Your tasks:
**A.** According to the Compaq article below, which market research firm reported that Compaq had moved ahead of I.B.M. worldwide?
**B.** Continue the Compaq article below from its last sentence.

HOUSTON— A YEAR ago, Eckhard Pfeiffer caused a stir in the personal computer industry when he predicted that the Compaq Computer Corporation would be No.1 by 1996.

At the time, Compaq was ranked third, behind I.B.M. and Apple. Rivals and analysts chided the Compaq president, calling his remarks arrogant, even foolhardy, given the notoriously volatile nature of the personal computer business.

Indeed, Mr. Pfeiffer's prediction proved inaccurate. Compaq is on track to be the industry's market-share leader this year, not in 1996. Dataquest, a market research firm in San Jose, Calif., recently reported that Compaq had forged ahead of the International Business Machines Corporationworldwide, having passed I.B.M. in the United States during the first half of 1994.

Compaq's rapid surge has been assisted by its archrival I.B.M., whose personal computer business has slipped again in the last year. But much of the credit goes to Compaq itself. In the PC industry, the dominant technologies may be owned by others -- the Intel Corporation makes the microchip that serves as the "brain" of most personal computers, while the Microsoft Corporation makes the software that gives a PC its basic operating instructions.

Yet Compaq, more than any other company, has shown the way not only to rapid growth but also to strong profitability for personal computer makers. In one of America's pioneer industries, Compaq has proven that assembling the technology of other companies does not mean eking out razor-thin profit margins or moving factories to third-world nations in search of cheap labor.

Much of the answer to how Compaq has attained its leadership position can be found on its factory floor in Houston. Under Mr. Pfeiffer, who became president and chief executive in 1991, Compaq has slashed manufacturing costs deeply and continuously, enabling the company to pursue its aggressive market-share strategy.

Point labeling examples:
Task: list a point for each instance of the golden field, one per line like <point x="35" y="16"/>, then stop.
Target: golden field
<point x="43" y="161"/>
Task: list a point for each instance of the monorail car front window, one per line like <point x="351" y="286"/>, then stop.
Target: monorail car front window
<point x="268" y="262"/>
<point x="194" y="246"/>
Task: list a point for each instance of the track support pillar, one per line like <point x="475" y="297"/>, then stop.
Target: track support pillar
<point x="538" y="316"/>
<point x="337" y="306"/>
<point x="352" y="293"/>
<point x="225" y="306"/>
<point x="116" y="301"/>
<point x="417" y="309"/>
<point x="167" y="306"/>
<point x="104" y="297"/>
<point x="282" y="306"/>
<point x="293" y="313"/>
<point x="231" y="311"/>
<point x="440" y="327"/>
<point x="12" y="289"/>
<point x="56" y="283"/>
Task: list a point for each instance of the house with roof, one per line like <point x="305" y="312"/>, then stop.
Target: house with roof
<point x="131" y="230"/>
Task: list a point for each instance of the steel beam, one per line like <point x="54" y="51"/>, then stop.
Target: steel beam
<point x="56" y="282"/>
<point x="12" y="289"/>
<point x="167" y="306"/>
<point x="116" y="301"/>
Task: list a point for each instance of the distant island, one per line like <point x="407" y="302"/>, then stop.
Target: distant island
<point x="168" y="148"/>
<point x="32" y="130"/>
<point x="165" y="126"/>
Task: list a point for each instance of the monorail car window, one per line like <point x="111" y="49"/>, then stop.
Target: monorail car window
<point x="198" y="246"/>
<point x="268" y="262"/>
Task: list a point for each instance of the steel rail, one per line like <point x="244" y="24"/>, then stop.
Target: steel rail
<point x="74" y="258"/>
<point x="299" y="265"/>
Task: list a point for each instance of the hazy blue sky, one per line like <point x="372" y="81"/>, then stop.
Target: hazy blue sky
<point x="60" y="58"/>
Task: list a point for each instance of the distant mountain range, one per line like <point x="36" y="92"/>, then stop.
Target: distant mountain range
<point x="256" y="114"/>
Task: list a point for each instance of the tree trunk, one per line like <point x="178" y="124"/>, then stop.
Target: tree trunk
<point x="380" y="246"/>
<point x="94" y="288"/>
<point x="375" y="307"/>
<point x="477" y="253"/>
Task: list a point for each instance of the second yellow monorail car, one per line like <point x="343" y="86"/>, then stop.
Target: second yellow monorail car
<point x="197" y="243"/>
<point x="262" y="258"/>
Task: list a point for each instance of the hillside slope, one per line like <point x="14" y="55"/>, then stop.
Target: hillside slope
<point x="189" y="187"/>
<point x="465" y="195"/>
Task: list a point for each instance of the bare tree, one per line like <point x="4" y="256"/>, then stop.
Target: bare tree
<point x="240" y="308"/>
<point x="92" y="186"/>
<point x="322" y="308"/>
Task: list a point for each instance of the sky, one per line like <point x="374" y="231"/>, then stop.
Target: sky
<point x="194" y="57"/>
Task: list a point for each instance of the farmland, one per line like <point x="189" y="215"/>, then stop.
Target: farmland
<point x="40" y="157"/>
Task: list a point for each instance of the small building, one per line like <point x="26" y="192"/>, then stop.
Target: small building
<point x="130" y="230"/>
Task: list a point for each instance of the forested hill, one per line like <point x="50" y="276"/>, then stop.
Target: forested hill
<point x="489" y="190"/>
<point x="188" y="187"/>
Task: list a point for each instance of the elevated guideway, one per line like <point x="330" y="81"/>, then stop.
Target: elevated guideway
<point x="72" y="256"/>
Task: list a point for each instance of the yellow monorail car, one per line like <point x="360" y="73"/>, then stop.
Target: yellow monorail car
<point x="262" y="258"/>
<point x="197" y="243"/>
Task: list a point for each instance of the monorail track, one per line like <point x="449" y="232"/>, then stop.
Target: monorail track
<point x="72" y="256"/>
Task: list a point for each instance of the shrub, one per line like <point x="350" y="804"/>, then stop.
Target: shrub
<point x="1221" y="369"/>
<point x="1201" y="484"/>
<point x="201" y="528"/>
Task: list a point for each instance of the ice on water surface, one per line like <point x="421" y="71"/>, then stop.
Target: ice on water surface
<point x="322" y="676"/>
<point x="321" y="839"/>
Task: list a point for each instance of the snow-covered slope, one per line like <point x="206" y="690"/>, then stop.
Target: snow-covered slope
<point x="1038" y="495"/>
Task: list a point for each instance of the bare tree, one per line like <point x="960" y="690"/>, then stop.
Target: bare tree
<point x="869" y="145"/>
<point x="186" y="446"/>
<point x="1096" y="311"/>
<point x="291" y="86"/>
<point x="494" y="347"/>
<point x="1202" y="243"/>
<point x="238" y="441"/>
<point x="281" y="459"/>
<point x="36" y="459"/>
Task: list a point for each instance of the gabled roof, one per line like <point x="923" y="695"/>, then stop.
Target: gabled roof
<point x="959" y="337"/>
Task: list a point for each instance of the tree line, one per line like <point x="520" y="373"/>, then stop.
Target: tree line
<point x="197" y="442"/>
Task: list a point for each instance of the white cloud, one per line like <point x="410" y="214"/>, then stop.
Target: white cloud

In response:
**A.** Dataquest, a market research firm in San Jose, Calif.

**B.**
In the last three years, Compaq has doubled the number of PC's produced per square foot of factory space. The number of machines produced per worker has jumped 50 percent. Its higher production volume gives it greater clout to negotiate for price concessions on key parts like disk drives, so materials costs attributable to volume discounts have declined 10 percent annually.

Now, Compaq is getting ready to take the next step in manufacturing efficiency. It plans to scrap lengthy assembly lines entirely and shift to three-person "cells," in which a few workers assemble and test machines by themselves. For the last year, the company has been using the work-cell approach at its factory in Erskine, Scotland, outside Glasgow. And Compaq executives are encouraged by the results.

Compaq says that the output of each employee in the three-person cell has increased another 23 percent and output per square-foot of factory floor space rose 16 percent, compared to assembly lines.

Compaq believes the real payoff from the work-cell method will be to allow the company to build machines to customer order rather than to a forecast of what customers want. Matching production as nearly as possible to customer orders reduces cost at every step of the retail and manufacturing network -- inventory, handling, freight and unsold goods returned.

Perhaps most important in the personal computer business, shifting to a build-to-order system would reduce how much companies have to depend on market forecasts. Errant market forecasts have been the bugbear of the PC industry. In a business with six-month product cycles, market forecasting amounts to trying to hit a fast-moving target of customer demand twice a year for desktops, notebooks and servers. It can be a risky gamble, as virtually every major PC maker has discovered in recent years.

Since its turnaround in 1992, Compaq has done better than most in making accurate market forecasts. But even the Houston leader has made missteps. Last year, it had failures with a laser printer and pen-based computer, forcing Compaq to take a $10 million charge against earnings.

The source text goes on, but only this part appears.